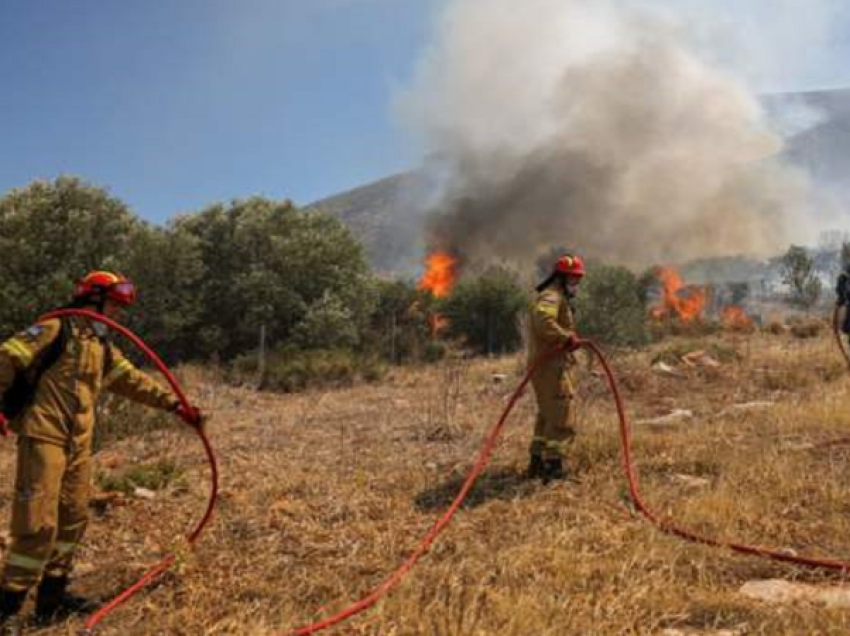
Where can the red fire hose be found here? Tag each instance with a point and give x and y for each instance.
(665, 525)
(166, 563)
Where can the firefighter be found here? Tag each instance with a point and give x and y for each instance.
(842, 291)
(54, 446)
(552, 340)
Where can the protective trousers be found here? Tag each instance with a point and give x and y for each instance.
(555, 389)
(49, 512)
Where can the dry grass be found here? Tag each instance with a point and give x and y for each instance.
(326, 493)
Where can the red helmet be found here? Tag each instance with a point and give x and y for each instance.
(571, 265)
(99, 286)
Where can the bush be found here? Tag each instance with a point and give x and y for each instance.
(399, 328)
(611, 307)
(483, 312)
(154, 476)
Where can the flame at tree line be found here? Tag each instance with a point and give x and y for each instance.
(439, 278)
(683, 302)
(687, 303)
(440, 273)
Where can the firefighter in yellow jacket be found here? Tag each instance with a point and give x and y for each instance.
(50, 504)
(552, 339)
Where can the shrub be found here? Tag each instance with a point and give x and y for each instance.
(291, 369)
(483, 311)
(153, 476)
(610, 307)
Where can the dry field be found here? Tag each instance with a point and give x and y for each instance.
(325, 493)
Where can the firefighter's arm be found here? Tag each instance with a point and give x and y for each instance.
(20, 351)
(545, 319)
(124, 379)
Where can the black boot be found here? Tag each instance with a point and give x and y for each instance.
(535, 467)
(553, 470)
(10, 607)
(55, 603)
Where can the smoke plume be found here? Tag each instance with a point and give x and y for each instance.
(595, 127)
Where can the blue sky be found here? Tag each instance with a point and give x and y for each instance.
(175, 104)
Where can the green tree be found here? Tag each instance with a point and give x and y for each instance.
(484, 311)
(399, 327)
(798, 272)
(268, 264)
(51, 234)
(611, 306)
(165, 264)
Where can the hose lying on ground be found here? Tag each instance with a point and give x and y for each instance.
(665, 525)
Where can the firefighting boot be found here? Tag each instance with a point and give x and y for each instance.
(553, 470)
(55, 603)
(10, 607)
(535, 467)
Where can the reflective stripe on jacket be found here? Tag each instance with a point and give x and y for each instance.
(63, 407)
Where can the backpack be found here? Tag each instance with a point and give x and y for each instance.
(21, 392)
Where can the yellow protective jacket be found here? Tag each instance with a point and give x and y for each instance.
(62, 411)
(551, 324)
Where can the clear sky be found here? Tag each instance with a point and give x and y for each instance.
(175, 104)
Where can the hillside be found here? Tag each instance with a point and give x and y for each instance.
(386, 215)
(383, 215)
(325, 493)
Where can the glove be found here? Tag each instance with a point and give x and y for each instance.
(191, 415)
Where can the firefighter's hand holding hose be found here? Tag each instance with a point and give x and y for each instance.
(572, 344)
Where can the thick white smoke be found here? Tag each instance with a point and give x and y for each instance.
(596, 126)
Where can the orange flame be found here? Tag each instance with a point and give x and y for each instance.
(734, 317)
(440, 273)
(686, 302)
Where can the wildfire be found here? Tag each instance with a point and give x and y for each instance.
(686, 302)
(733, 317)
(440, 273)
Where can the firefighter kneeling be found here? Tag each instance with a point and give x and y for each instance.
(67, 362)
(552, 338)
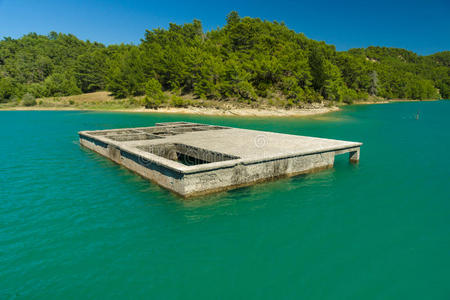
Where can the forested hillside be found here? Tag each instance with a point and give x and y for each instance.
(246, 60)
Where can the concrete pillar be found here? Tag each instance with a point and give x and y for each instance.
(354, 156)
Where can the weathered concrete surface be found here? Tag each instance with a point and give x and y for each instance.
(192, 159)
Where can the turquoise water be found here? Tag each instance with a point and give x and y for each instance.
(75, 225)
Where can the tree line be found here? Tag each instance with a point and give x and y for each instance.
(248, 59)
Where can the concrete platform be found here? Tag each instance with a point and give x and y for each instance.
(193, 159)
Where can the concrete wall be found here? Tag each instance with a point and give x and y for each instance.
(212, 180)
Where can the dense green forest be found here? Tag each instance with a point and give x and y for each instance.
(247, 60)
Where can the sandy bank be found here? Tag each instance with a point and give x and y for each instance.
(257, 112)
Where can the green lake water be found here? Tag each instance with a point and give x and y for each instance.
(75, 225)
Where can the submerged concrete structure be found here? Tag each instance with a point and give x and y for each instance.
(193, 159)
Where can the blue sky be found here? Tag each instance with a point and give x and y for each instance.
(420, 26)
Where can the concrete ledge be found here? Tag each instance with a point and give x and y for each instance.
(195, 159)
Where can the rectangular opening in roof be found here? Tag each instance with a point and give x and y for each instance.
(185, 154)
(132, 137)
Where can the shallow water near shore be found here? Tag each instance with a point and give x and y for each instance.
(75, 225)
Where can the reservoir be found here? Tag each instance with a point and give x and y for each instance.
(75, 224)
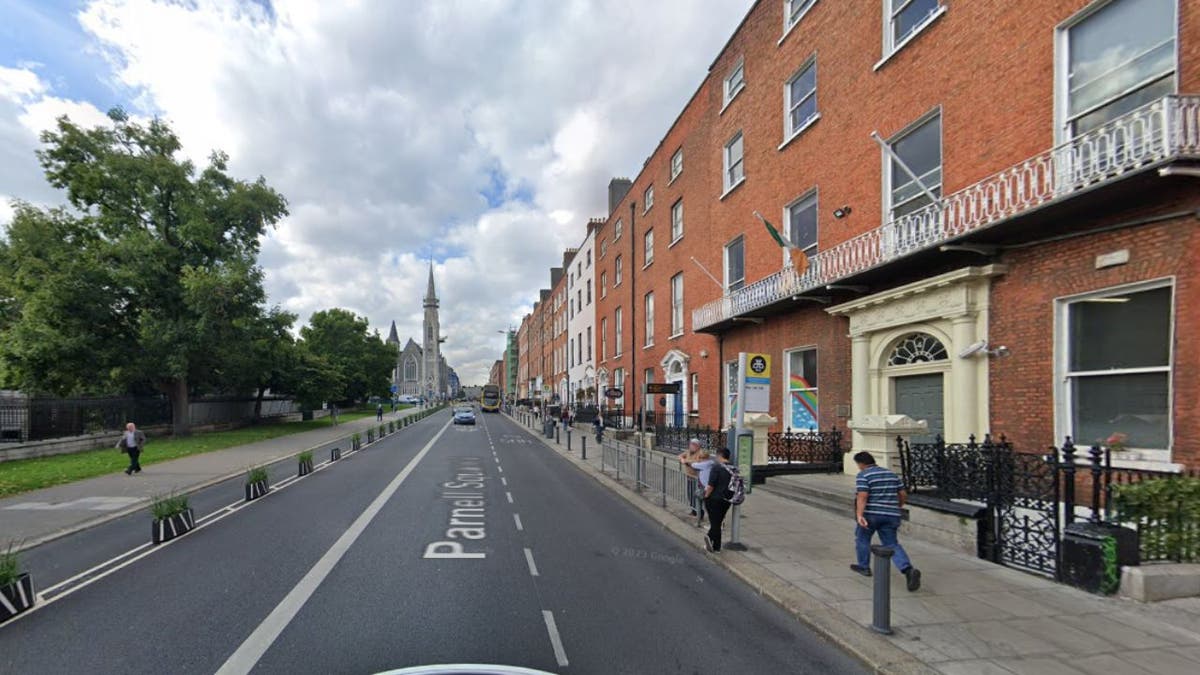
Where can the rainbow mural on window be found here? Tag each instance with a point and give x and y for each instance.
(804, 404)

--

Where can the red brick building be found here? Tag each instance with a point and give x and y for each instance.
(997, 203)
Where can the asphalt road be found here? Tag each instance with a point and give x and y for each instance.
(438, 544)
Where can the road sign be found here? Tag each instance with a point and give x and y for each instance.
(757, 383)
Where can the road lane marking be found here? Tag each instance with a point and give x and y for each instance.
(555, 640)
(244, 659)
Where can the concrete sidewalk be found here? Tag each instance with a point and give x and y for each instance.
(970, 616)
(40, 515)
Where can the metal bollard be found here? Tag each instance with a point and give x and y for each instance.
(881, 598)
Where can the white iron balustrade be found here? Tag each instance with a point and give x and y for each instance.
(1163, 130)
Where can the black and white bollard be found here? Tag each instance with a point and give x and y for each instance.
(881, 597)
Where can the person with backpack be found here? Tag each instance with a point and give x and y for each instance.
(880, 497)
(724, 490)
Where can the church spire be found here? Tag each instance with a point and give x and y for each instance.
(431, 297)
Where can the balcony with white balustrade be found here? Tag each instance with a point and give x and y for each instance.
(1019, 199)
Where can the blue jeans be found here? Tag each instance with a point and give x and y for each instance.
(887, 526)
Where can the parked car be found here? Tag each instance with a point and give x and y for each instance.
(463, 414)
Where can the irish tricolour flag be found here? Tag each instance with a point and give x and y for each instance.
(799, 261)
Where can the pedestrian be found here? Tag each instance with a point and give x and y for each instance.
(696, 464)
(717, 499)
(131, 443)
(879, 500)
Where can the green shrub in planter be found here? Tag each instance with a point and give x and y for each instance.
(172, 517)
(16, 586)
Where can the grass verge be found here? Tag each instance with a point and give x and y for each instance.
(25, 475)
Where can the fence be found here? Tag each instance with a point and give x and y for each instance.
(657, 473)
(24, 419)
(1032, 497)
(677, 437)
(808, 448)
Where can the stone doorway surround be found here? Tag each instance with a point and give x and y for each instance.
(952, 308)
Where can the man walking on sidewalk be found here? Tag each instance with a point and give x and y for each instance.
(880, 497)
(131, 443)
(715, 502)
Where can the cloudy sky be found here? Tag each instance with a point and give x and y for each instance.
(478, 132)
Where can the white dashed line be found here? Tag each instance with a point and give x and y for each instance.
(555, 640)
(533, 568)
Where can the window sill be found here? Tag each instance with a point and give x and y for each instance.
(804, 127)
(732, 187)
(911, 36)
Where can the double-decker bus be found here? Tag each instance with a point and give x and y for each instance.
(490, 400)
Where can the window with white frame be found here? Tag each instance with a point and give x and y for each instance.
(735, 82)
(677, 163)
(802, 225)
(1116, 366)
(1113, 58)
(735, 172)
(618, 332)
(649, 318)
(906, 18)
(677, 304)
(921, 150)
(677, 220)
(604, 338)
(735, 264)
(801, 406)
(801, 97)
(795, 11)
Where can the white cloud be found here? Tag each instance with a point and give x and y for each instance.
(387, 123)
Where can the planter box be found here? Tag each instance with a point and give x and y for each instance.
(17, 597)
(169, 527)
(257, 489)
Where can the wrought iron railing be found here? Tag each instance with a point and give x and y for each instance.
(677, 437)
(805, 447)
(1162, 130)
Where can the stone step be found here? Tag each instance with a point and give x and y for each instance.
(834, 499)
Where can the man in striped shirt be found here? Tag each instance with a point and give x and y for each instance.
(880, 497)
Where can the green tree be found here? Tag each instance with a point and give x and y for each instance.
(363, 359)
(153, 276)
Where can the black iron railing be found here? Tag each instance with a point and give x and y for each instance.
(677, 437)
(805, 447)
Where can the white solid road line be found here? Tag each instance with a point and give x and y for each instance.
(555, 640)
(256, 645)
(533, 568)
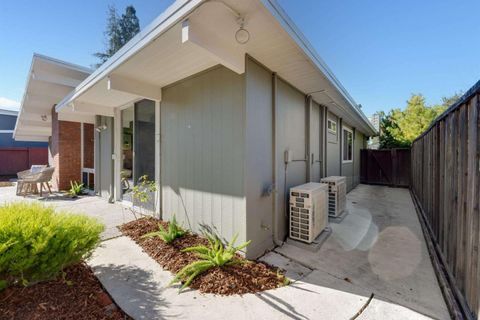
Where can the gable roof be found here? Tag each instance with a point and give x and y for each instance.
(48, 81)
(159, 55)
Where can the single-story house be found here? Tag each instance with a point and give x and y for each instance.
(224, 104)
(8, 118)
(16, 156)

==

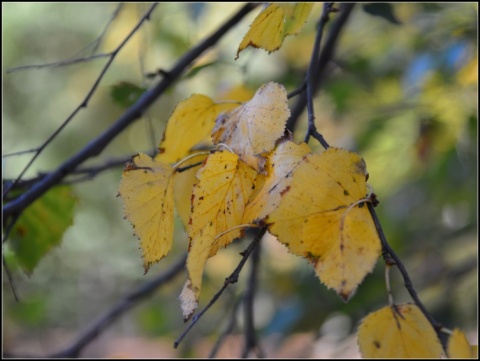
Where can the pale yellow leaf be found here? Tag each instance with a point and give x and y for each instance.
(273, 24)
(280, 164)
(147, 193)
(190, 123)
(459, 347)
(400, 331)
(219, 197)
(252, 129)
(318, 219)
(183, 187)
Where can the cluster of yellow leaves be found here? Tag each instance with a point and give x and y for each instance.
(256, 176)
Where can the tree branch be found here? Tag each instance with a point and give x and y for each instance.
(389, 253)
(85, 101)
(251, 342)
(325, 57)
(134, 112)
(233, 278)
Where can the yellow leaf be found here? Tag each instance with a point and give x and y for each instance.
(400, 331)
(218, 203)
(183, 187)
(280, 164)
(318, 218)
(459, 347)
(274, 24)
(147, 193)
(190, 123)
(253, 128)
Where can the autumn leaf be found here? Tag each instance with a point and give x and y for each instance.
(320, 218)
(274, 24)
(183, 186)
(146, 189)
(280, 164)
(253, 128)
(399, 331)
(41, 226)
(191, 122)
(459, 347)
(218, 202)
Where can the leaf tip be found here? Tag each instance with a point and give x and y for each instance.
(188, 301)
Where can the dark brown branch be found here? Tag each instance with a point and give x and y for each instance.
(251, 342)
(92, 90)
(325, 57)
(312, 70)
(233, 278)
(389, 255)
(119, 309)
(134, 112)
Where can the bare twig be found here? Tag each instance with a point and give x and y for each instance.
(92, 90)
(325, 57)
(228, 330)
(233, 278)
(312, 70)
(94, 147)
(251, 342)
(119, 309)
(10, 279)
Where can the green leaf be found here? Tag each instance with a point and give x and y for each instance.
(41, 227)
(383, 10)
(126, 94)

*EXERCISE REQUIREMENTS*:
Gather each row above that contains the word "stone" and copy it out in full.

*RESPONSE TO THE TASK*:
Where can the stone doorway surround be found here? Tag each instance with a point and give x and y for each instance.
Where can the stone step be found here? Tag each instance with a point and give x and y for each instance.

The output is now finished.